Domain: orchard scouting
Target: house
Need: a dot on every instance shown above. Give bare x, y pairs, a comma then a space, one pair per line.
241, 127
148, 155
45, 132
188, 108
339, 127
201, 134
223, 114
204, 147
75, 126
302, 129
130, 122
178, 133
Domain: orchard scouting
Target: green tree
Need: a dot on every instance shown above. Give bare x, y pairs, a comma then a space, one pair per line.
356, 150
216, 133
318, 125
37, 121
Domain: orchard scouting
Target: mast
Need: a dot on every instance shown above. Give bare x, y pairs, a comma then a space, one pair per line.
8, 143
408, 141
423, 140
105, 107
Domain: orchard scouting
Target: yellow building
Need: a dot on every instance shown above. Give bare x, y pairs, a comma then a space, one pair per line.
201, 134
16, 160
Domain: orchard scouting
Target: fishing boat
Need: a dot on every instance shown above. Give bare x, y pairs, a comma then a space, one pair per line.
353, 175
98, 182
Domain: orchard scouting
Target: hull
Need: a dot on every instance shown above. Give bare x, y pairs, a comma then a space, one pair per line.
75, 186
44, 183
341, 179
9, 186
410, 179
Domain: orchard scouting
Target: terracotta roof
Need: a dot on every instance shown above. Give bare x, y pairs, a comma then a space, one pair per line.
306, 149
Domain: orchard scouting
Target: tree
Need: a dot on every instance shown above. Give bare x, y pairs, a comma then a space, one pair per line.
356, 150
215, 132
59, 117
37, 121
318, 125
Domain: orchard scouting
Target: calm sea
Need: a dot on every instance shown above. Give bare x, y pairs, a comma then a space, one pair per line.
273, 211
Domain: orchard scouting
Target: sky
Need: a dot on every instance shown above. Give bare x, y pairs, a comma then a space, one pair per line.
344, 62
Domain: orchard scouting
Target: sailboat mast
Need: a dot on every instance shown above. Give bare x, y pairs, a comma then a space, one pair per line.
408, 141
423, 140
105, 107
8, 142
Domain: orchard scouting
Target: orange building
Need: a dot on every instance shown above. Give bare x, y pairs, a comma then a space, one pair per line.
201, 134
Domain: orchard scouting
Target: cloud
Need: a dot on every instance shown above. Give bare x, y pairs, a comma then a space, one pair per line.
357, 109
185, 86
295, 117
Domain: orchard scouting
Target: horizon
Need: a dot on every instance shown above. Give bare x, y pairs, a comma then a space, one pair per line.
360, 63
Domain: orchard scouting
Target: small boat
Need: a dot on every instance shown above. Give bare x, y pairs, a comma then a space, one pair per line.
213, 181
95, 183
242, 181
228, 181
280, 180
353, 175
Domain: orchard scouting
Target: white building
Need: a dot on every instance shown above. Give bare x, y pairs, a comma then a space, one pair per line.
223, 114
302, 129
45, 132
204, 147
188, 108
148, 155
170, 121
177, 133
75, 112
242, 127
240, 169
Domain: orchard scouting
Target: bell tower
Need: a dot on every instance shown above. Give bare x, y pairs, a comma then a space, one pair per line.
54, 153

* [The exercise]:
Transcribe the full listing above without leaving anything out.

* [Output]:
Domain: orchard scouting
Target: house
Need: a dot on every instance shown above. Give bare x, y pairs, a comma then a space, one pair per line.
241, 127
148, 155
45, 132
188, 108
339, 127
201, 134
223, 114
204, 147
75, 126
302, 129
130, 122
178, 133
Domain: orchard scouting
Target: green tree
Need: a dot on every instance shown above. Give bare x, y pairs, a comma then a space, one pair per line.
356, 150
216, 133
318, 125
37, 121
Domain: orchard scouting
Target: mast
Need: a dot on every instance shown above. Give bare x, y pairs, a comma then a space, one pair per line.
8, 143
408, 141
423, 140
105, 107
Domain: orchard scouting
Target: yellow building
Need: a dot on every instance shown above. Give bare x, y pairs, a comma then a space, one pair per line.
201, 134
16, 160
Domain: orchard scouting
Target: fishing boat
Need: a dot on every instance shown above. Give bare x, y pairs, a comma then a space, one pair per line.
353, 175
98, 182
Domain: orchard scouting
Target: hull
Need: a dot on every instance shown above. Give bare x, y pairs, a comma then a space, one pair per line.
75, 186
44, 183
341, 179
9, 186
410, 179
Domain: orchard scouting
Target: terracotta roof
Need: a dot on every instance shown above. Give bare x, y pairs, a comma then a space, one pair per line.
306, 149
Domain: orchard scouting
Target: tree
Need: a dot on every instance shown above. Give bare x, y pairs, a comma then a space, one pair per line.
356, 150
215, 132
59, 117
37, 121
318, 125
Domain: orchard scouting
Target: calm sea
Need: a dot on every instance shown above. Give bare x, y pairs, a comma then a space, one pair per line.
273, 211
Domain: orchard scouting
Target: sky
Need: a dot on every instance shown above. Give bare x, y pairs, a comma then a space, one pair per line.
344, 62
Domain: orchard scouting
Target: sailboat mast
Need: a dot on every instance shown above. Give bare x, y pairs, a comma then a space, one pair per line.
408, 141
423, 140
105, 107
8, 142
Domain: orchard scouting
Target: orange building
Need: a dot on every instance shown above. Give bare x, y pairs, a comma then a space, one pair per line.
201, 134
Domain: orchard scouting
Target: cloud
Need: a dot on every instance shown above. Give bare x, y pairs, a comma then a space, one pair per line.
357, 109
185, 86
295, 117
Domain: orchard scouting
Target: horizon
Need: a dot on every instance shown above. Give bare x, y pairs, a comma then a space, one pair per line.
360, 63
Domain: orchard scouting
Target: small boat
Need: a dot on every instance shown above. Give bare x, y pairs, a comma then a space, one pair per line.
213, 181
95, 183
242, 181
228, 181
280, 180
353, 175
Domain: orchard scouting
Target: white building
Need: a dot on every instance shown above. Give bare x, y pairs, a comma then a space, one pair per line.
223, 114
302, 129
45, 132
204, 147
188, 108
148, 155
170, 121
177, 133
75, 112
242, 127
240, 169
Domain: orchard scouting
Target: bell tower
Need: a dot on every instance shown above. Give bare x, y pairs, a comma then a space, one pair per line.
54, 153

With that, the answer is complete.